Each entry has to be reproduced in full, exactly as given.

>>>

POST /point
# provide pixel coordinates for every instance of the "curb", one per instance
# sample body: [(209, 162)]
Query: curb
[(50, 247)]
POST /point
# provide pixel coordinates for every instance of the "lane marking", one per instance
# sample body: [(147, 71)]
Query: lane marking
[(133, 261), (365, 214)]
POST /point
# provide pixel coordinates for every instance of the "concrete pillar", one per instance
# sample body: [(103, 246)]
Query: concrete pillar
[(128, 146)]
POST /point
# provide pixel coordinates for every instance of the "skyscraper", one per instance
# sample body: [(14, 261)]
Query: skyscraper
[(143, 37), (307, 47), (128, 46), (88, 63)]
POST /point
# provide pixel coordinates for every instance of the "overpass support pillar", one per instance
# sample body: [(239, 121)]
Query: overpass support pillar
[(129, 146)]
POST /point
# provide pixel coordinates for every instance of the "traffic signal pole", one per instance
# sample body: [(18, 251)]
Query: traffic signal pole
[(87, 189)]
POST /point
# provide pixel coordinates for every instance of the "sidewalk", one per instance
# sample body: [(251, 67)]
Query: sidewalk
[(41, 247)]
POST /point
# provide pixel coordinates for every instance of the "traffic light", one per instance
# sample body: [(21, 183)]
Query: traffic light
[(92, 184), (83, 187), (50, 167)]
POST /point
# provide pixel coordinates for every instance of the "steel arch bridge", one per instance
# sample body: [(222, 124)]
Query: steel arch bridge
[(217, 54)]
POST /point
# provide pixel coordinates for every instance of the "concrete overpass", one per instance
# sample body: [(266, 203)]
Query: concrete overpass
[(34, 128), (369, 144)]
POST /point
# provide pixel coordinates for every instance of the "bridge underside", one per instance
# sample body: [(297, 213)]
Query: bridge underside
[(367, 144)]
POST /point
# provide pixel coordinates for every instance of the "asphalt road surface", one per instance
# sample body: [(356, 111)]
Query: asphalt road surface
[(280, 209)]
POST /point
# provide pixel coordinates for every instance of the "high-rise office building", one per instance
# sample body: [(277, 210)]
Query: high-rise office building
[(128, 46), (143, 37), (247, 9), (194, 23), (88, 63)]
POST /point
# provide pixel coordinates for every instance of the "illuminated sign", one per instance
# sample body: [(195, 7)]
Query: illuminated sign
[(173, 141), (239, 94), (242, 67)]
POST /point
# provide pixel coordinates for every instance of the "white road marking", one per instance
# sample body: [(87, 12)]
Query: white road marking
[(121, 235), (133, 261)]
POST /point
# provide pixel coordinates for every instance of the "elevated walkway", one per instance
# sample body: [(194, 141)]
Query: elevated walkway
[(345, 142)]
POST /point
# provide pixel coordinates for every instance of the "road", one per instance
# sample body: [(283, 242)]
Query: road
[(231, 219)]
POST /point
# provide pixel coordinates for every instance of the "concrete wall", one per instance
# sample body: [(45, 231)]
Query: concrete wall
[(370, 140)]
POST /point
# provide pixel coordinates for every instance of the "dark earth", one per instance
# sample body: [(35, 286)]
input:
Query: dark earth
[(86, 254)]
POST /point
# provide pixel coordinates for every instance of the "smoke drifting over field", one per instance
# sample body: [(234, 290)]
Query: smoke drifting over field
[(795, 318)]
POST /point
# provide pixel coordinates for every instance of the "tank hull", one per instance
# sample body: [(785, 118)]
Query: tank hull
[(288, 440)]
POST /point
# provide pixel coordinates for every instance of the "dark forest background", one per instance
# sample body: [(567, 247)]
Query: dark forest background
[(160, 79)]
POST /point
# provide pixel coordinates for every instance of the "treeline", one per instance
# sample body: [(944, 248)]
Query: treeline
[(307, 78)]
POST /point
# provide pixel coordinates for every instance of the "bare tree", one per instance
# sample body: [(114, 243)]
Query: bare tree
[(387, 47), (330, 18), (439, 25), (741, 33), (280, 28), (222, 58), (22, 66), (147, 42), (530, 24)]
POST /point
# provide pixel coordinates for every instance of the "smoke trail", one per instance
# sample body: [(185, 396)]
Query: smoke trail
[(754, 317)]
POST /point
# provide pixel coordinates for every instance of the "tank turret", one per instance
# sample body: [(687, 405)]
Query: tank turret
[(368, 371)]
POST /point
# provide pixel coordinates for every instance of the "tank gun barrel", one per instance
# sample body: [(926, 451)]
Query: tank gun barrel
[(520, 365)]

<<<

Written reply ::
POST /point
# provide pixel coordinates for every instance of the "curb", one per instance
# sample body: [(209, 162)]
Query: curb
[(50, 247)]
POST /point
# provide pixel coordinates for every instance of the "lane marking", one per instance
# sample body: [(147, 71)]
Query: lane marking
[(133, 261), (365, 214)]
POST /point
# provide pixel coordinates for every instance of the "concrete pillar", one per instance
# sample body: [(103, 246)]
Query: concrete pillar
[(128, 146)]
POST /point
# provide pixel coordinates for every instance of the "skyscraper", one per instance
# sample body: [(14, 261)]
Query: skyscraper
[(143, 37), (307, 47), (128, 46), (88, 63)]
POST /point
# provide pixel coordinates for every instance of the "overpass support pillar", one per instance
# sample body: [(239, 121)]
Query: overpass support pillar
[(129, 146)]
POST /point
# provide pixel coordinates for every instance of the "traffic signal pole", one per instance
# sample body: [(18, 251)]
Query: traffic signal pole
[(87, 189)]
POST /point
# provide pixel coordinates for every instance of the "sidewalk", one per instance
# sample body: [(251, 67)]
Query: sidewalk
[(41, 247)]
POST /point
# provide pixel coordinates for every instance of the "traffic light", one per instance
# sample body: [(21, 183)]
Query: traffic light
[(92, 184), (83, 187), (50, 167)]
POST /point
# provide pixel coordinates for every instance of the "steel arch bridge", one per instance
# sample body: [(222, 124)]
Query: steel arch bridge
[(217, 54)]
POST /point
# provide pixel coordinates for every instance of the "concrete overpass", one per instance
# sample body: [(266, 203)]
Query: concrete overpass
[(34, 128), (369, 144)]
POST /point
# provide pixel coordinates for every instance of the "bridge underside", one per instance
# sample body: [(297, 213)]
Query: bridge underside
[(367, 144)]
POST /point
# provide pixel coordinates for every instance of the "asphalt road surface", one per instance
# sample body: [(356, 111)]
Query: asphalt road surface
[(280, 209)]
POST /point
# provide pixel coordinates for every instance of the "high-rise office building", one per instance
# sample body: [(277, 210)]
Query: high-rise office building
[(128, 46), (143, 37), (247, 9), (194, 23), (88, 63)]
POST /point
# provide pixel coordinates for every instance of the "illuminated sign", one per instance
# sample body: [(195, 7)]
Query: illuminated sign
[(173, 141), (239, 94), (242, 67)]
POST /point
# provide pixel coordinates for every instance of the "white road marking", one per instance
# sample body: [(87, 12)]
Query: white road marking
[(121, 235), (133, 261)]
POST /point
# provide pixel coordinates for every instance of the "elevated walkway", one per instance
# sample body: [(194, 141)]
Query: elevated walkway
[(345, 142)]
POST /point
# provide pixel coordinates for every instance of the "road", one per instance
# sample body: [(283, 242)]
Query: road
[(231, 219)]
POST /point
# provide pixel coordinates for every instance of the "concrete wall", one per instance
# sample body: [(45, 231)]
Query: concrete wall
[(370, 140)]
POST /point
# provide pixel coordinates for every instance of the "dark earth", one per instance
# sample body: [(35, 286)]
input:
Query: dark earth
[(86, 254)]
POST /point
# provide pixel coordinates for every instance of the "smoke drifting over field", one per instance
# sample body: [(234, 290)]
Query: smoke drifting over field
[(795, 318)]
POST /point
# provide pixel coordinates for every instance of the "tank hull", one per instance
# sample body: [(785, 118)]
Query: tank hull
[(288, 440)]
POST /point
# provide pixel coordinates for every instance of the "dark forest background", one per instance
# sample body: [(567, 247)]
Query: dark forest background
[(160, 79)]
POST /point
# provide pixel coordinates for every instance of the "treeline", one per instance
# sample body: [(944, 248)]
Query: treeline
[(307, 78)]
POST /point
# provide pixel coordinates for every instance of the "bare tree", one per instance
# sample body: [(114, 243)]
Query: bare tree
[(387, 47), (330, 18), (439, 25), (741, 33), (280, 28), (222, 58), (22, 66), (147, 42), (530, 24)]
POST /point
# provide pixel coordinates for every instance of the "smoke trail", one per instance
# sample body: [(185, 396)]
Query: smoke trail
[(754, 317)]
POST /point
# provide pixel coordinates for every instance of the "tank turret", one per instance
# sample body: [(687, 405)]
Query: tank turret
[(368, 371)]
POST /point
# provide pixel coordinates for every instance of the "tank gun barrel", one per instance
# sample body: [(926, 451)]
Query: tank gun barrel
[(520, 365)]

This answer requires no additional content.